Task directions »
Transcribe the part of the records that opens with the line containing "The black tire" and closes with the line containing "[473,113,573,123]", including both of those lines, and nothing else.
*-*-*
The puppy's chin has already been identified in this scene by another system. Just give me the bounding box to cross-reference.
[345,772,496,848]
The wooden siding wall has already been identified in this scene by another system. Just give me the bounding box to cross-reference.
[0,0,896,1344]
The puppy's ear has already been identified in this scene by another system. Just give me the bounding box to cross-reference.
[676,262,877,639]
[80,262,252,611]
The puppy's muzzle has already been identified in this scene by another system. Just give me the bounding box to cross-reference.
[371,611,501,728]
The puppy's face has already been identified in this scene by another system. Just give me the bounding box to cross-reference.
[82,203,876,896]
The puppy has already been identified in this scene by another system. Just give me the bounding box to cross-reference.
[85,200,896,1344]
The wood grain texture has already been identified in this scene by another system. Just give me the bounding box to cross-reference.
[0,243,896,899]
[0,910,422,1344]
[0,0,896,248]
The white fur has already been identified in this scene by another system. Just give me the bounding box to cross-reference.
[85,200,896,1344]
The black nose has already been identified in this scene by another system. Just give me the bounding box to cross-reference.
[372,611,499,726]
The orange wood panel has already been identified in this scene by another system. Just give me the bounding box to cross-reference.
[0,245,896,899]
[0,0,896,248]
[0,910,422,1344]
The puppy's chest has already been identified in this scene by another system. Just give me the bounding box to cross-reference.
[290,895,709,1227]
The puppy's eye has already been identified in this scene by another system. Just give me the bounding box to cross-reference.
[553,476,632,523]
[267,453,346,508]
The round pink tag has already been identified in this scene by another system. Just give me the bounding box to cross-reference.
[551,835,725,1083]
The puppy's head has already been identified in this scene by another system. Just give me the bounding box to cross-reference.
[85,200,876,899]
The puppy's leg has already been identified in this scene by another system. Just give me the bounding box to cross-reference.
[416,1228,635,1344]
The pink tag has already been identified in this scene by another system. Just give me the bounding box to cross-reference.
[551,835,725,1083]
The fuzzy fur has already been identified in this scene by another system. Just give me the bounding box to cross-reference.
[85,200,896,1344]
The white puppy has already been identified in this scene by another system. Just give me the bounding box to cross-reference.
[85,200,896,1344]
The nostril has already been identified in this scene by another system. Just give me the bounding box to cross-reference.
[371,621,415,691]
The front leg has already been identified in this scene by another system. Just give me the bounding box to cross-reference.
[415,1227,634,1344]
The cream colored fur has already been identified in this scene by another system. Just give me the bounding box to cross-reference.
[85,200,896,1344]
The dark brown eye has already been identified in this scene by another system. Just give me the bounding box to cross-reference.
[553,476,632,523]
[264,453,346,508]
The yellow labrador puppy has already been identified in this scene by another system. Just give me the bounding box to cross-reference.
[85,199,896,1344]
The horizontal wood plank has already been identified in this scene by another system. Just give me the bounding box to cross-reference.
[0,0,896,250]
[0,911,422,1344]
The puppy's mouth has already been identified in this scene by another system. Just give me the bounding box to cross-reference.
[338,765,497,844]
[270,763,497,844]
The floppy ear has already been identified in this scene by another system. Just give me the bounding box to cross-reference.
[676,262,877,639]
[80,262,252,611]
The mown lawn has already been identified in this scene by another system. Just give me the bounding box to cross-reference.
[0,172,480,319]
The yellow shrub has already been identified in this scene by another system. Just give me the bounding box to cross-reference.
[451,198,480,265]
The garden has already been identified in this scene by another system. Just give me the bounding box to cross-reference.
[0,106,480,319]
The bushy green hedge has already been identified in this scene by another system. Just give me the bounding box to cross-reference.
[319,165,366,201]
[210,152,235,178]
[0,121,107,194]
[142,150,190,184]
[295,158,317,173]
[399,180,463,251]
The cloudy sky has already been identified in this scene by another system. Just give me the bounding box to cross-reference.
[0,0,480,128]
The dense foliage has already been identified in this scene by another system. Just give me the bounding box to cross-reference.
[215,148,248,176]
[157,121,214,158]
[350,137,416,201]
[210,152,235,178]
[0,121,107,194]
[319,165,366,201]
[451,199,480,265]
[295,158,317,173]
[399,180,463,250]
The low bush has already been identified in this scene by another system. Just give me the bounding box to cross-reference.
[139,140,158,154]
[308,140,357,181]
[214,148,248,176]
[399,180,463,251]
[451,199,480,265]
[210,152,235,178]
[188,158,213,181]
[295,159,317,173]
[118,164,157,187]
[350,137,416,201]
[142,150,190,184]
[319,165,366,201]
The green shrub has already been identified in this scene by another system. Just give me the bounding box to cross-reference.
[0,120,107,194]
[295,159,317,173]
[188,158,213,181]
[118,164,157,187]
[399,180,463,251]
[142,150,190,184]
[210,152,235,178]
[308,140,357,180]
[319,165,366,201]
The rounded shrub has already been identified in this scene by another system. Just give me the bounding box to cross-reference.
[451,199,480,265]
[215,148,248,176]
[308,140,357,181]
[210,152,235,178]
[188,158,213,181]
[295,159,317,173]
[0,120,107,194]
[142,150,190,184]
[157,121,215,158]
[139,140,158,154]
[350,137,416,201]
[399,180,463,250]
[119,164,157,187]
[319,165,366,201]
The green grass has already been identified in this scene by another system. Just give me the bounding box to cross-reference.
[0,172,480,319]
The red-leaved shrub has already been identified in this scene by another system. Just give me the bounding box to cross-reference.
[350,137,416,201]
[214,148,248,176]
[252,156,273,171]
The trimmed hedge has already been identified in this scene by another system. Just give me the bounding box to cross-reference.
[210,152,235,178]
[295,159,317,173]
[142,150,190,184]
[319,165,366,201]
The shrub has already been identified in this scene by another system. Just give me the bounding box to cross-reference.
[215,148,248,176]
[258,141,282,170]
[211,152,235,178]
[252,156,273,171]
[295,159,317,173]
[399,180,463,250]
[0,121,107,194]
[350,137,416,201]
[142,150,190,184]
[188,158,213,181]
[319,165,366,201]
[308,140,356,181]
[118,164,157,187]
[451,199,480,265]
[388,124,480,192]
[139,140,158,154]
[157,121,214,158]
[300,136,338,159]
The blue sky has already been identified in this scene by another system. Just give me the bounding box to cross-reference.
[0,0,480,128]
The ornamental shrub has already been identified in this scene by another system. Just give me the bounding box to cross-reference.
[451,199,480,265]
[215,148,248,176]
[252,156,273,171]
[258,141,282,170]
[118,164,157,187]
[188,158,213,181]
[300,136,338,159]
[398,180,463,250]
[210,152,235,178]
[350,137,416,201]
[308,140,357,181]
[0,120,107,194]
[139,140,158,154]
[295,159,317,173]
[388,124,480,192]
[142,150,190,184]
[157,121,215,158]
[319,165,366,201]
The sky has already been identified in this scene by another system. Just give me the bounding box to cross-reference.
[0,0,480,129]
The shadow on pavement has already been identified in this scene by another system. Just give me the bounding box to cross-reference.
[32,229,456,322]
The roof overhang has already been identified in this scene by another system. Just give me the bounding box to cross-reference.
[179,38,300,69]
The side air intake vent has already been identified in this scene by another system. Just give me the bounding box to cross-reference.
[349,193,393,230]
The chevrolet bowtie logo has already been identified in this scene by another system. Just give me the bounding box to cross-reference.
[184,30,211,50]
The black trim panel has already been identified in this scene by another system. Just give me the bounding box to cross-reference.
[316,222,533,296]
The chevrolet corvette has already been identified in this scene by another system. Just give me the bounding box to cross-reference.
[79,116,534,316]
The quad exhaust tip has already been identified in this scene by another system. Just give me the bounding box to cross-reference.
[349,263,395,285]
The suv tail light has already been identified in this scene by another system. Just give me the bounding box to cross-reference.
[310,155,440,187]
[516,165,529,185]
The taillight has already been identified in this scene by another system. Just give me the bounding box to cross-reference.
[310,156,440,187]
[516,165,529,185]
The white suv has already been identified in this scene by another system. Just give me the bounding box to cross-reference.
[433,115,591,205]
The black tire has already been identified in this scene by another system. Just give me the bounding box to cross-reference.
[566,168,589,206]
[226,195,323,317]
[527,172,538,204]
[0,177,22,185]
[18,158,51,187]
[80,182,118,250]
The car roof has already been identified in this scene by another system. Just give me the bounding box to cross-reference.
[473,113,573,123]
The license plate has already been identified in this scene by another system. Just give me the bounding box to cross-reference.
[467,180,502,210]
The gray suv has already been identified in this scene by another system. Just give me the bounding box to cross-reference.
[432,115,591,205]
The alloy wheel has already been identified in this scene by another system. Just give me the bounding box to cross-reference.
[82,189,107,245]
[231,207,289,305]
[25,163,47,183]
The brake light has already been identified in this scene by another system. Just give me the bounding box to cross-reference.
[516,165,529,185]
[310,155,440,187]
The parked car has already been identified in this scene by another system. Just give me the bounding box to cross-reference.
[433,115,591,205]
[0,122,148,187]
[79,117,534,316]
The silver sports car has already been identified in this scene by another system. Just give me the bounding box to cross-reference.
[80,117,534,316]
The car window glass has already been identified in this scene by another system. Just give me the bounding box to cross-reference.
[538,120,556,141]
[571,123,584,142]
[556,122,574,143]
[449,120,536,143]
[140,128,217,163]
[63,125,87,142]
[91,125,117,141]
*-*-*
Result of the exercise »
The black tire has already been identified in this scene by another system. Just give me the bounding box to cross-reference.
[566,168,589,206]
[226,195,323,317]
[527,172,538,204]
[0,177,22,185]
[18,158,51,187]
[80,182,118,250]
The car roof has already been identified in this scene by another system. Just give me the bounding box to cross-reference.
[473,113,573,123]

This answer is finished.